REQUIREMENT
Which lines in the items below contain the word "indicate"? List each such line in full, treating uppercase and lowercase as different.
════
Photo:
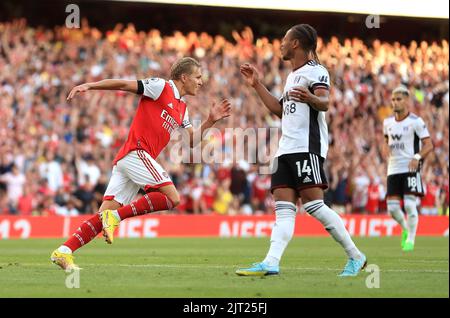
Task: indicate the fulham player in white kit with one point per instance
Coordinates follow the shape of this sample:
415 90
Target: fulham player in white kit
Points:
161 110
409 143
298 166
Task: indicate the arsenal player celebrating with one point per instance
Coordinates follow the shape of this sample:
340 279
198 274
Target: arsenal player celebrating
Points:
════
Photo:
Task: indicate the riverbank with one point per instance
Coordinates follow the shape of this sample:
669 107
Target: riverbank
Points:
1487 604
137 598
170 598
════
FULL OUTPUT
Task: indicate the fulham player in white kit with one point per instance
Task: indicate the arsenal player celebrating with one point per instance
Task: indicate the riverbank with one point per instance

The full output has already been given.